Supplied material>
※ ※ ※

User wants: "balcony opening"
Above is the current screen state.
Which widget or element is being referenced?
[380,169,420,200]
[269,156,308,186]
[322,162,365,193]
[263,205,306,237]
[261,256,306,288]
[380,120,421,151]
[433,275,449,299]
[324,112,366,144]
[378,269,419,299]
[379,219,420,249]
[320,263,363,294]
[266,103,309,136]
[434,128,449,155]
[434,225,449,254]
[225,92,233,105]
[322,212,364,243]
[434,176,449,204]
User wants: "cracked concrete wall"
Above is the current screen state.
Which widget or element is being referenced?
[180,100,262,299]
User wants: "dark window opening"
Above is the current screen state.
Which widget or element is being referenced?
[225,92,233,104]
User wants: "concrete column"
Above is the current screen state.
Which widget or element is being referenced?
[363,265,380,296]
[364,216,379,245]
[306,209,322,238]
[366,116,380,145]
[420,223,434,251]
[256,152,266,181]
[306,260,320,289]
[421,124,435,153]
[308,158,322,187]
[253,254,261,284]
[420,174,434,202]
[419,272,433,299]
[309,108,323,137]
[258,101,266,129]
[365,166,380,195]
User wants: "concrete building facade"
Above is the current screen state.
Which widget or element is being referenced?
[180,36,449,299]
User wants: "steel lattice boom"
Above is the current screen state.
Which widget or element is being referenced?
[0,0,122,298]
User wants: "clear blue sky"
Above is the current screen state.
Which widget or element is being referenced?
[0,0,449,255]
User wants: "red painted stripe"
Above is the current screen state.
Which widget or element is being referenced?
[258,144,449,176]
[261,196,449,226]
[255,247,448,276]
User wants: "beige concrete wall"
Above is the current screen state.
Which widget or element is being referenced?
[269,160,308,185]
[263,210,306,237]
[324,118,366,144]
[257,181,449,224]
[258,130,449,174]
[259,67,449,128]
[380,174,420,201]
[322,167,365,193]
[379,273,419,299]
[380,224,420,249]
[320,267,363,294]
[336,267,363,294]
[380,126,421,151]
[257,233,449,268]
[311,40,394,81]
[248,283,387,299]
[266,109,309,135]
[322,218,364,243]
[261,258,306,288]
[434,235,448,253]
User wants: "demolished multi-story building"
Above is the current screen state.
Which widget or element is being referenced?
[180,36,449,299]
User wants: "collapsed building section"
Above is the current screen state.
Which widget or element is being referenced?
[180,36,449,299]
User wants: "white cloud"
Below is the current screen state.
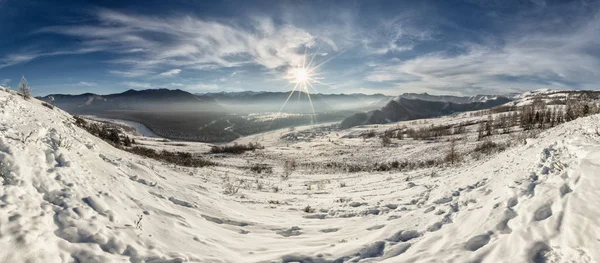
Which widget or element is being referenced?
[77,81,98,87]
[185,83,219,92]
[0,47,100,69]
[39,10,334,77]
[121,81,152,89]
[365,14,600,94]
[108,70,151,78]
[158,68,181,77]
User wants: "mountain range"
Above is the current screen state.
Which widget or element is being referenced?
[340,95,511,129]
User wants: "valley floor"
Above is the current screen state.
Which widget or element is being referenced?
[0,91,600,263]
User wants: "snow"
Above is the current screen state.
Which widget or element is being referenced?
[84,115,162,138]
[0,86,600,262]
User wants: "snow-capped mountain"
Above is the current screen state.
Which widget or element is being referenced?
[0,86,600,262]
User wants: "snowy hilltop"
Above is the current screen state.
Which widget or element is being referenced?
[0,85,600,263]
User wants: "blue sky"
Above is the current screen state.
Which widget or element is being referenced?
[0,0,600,95]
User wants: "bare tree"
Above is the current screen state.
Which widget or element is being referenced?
[19,76,31,99]
[444,139,460,164]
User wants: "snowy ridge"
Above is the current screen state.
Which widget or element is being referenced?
[0,87,600,262]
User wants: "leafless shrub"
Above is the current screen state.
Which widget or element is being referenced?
[19,76,31,100]
[223,180,240,195]
[250,163,273,174]
[42,102,54,110]
[281,159,296,180]
[210,143,264,154]
[444,139,460,164]
[303,205,315,213]
[381,136,392,147]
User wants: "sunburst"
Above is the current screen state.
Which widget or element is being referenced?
[279,48,331,123]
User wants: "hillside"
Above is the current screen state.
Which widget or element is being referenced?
[341,96,510,128]
[40,89,224,114]
[0,86,600,262]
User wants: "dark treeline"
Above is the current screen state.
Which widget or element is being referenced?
[75,116,215,167]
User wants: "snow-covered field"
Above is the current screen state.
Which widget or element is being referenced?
[85,116,161,138]
[0,87,600,262]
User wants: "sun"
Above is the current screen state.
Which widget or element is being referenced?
[276,50,335,127]
[295,68,310,83]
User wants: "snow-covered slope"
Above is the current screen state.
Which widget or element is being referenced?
[0,87,600,262]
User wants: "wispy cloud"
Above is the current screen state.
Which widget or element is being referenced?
[158,68,181,77]
[39,10,332,76]
[0,47,100,69]
[184,83,219,92]
[121,81,153,89]
[77,81,98,87]
[366,13,600,93]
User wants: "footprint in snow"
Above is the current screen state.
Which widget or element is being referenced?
[465,232,492,251]
[533,203,552,221]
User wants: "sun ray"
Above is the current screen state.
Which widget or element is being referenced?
[277,83,300,114]
[271,45,343,128]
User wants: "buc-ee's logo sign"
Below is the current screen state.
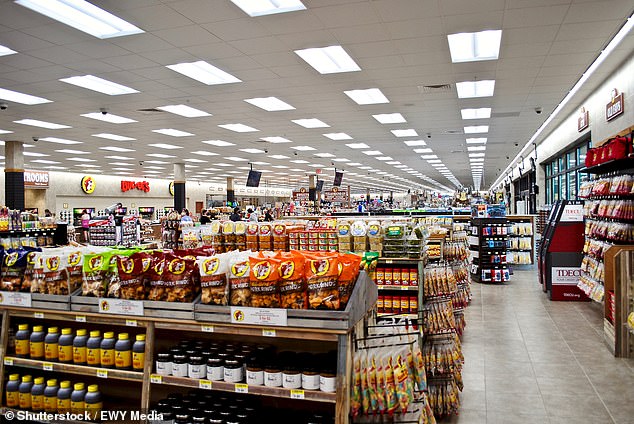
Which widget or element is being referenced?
[121,181,150,193]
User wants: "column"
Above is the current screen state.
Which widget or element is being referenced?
[227,177,236,206]
[174,163,185,213]
[4,141,24,210]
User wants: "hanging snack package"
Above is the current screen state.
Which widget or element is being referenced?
[277,251,308,309]
[196,253,230,305]
[249,255,280,308]
[337,253,361,309]
[229,252,251,306]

※ ※ ※

Instructions for the task> Copy the records exactly. Skip the pictures.

Output>
User wants: "balcony opening"
Above is the current screen state.
Which widget or element is being referenced?
[380,169,420,200]
[269,156,308,186]
[322,162,365,193]
[263,205,306,237]
[261,256,306,288]
[380,120,421,151]
[433,275,449,299]
[324,112,366,144]
[378,269,419,299]
[379,219,420,249]
[320,263,363,294]
[266,103,309,136]
[434,128,449,155]
[434,225,449,254]
[225,92,233,105]
[322,212,364,243]
[434,176,449,204]
User wants: "cracked concrete wall"
Above is the current screen state.
Which widget or element is being referenced?
[180,100,262,299]
User wants: "dark window opening"
Above is the current screen state.
Which widget or element is being referenced?
[225,92,233,104]
User wants: "concrete column"
Above is the current screen state.
Which widget or element is being referenced?
[363,265,380,296]
[364,216,379,245]
[306,209,322,238]
[366,116,380,145]
[420,223,434,251]
[256,152,266,181]
[306,260,320,289]
[421,124,435,153]
[308,158,322,187]
[253,254,261,284]
[420,174,434,202]
[419,272,433,299]
[309,108,323,137]
[258,101,266,129]
[365,166,380,195]
User wants: "concrete building facade"
Above is the current screen state.
Which widget or element is being referenced?
[180,36,449,299]
User wants: "steel lattice boom"
Above is the current screen state.
Which widget or element is being referenced?
[0,0,122,298]
User wants: "clear blue sky"
Above is the current screen state.
Which widget or element is being referenced?
[0,0,449,255]
User wants: "red painted stripe"
Above is the current screen state.
Which widget or element is being referenced?
[258,144,449,176]
[261,196,449,226]
[255,247,448,276]
User wants: "beige concrete wall"
Above is the current screen state.
Which widget or element is being referenced?
[269,160,308,185]
[263,210,306,237]
[324,118,366,144]
[257,181,449,224]
[258,130,449,174]
[259,67,449,128]
[380,174,420,201]
[322,167,365,193]
[379,273,419,299]
[380,224,420,249]
[320,267,363,294]
[336,267,363,294]
[380,126,421,151]
[257,233,449,268]
[311,40,394,81]
[248,283,387,299]
[266,109,309,135]
[322,218,364,243]
[261,258,306,288]
[434,235,448,253]
User wants: "demolished multi-story building"
Above is the current screen state.
Which widget or element is being referenced?
[180,36,449,299]
User wants: "collapsed building section"
Above is the current screen state.
Which widget or element is being referenced?
[180,36,449,299]
User wants: "white cloud"
Below is the current screen state.
Which widget or element is being referenced?
[77,81,98,87]
[185,83,219,92]
[0,47,100,69]
[39,10,334,77]
[121,81,152,89]
[365,14,600,94]
[108,70,151,78]
[158,68,181,77]
User wants: "mountain range"
Above is the current screen state.
Which widget or element is being referenced?
[340,95,511,129]
User wants: "valley floor"
Above is the current screen state.
Which widget or element is being referenced?
[0,91,600,263]
User wants: "snow"
Above is the current screen state.
Which widget or element is being referenced?
[84,115,162,138]
[0,86,600,262]
User wants: "snow-capped mountain"
Above is the current screen state.
Which widget or element is being referenced?
[0,86,600,262]
User wants: "snowy hilltop"
Above is the current screen state.
Which widget or element is being referenced?
[0,85,600,263]
User wants: "blue sky"
Above is the current screen state.
Which widget or element is being referenced?
[0,0,600,95]
User wants: "bare tree"
Above is the current screen state.
Which widget or element is being referenced?
[19,76,31,99]
[444,139,460,164]
User wants: "snowy ridge"
Above is the current screen state.
Which widget or element is being referenced?
[0,87,600,262]
User wants: "leafless shrub"
Above is the current screen state.
Which widget or element is being referenced?
[19,76,31,100]
[223,180,240,195]
[250,163,273,174]
[42,102,54,110]
[281,159,296,180]
[210,143,264,154]
[444,139,460,164]
[303,205,315,213]
[381,136,392,147]
User wants: "sunburst"
Above is the current screen state.
Which widget or element is being referenced?
[279,48,331,123]
User wants: "hillside"
Above is the current screen state.
Which widget or element is being referenced?
[341,96,510,128]
[40,89,224,114]
[0,86,600,262]
User wants: "dark treeline"
Above is the current screen state.
Which widget or element is being referenced?
[75,116,215,167]
User wants: "snow-covered field"
Above is the current screen state.
Which widget or element is being referenced?
[85,116,161,138]
[0,87,600,262]
User wants: "sun"
Above is the current screen state.
Which widget or element is being referenced?
[276,50,335,127]
[295,68,310,83]
User wants: "snow-covered slope"
Above is the current screen state.
Which widget or element is being referenced?
[0,87,600,262]
User wants: "wispy cloud"
Above is the current screen state.
Which widget or element is being referenced?
[158,68,181,77]
[39,10,332,76]
[0,47,100,69]
[184,83,219,92]
[121,81,153,89]
[77,81,98,87]
[366,13,600,93]
User wants: "footprint in snow"
Above is the current screen state.
Which widget or element is being referenced?
[465,232,492,251]
[533,203,552,221]
User wants: "sun ray"
Above is the current screen state.
Which widget or element is being referenced?
[277,83,300,114]
[271,45,343,128]
User wants: "buc-ee's logo sign"
Below is the current screen state.
Which widget or element is being referenced?
[121,181,150,193]
User wants: "column"
Above is the current screen state.
Which widget or element is being referenced?
[227,177,236,206]
[174,163,185,213]
[4,141,24,210]
User wants: "hanging snack package"
Above is the current screen state.
Which widget or element is being referenced?
[277,251,308,309]
[196,253,230,305]
[249,255,280,308]
[337,253,361,309]
[229,252,251,306]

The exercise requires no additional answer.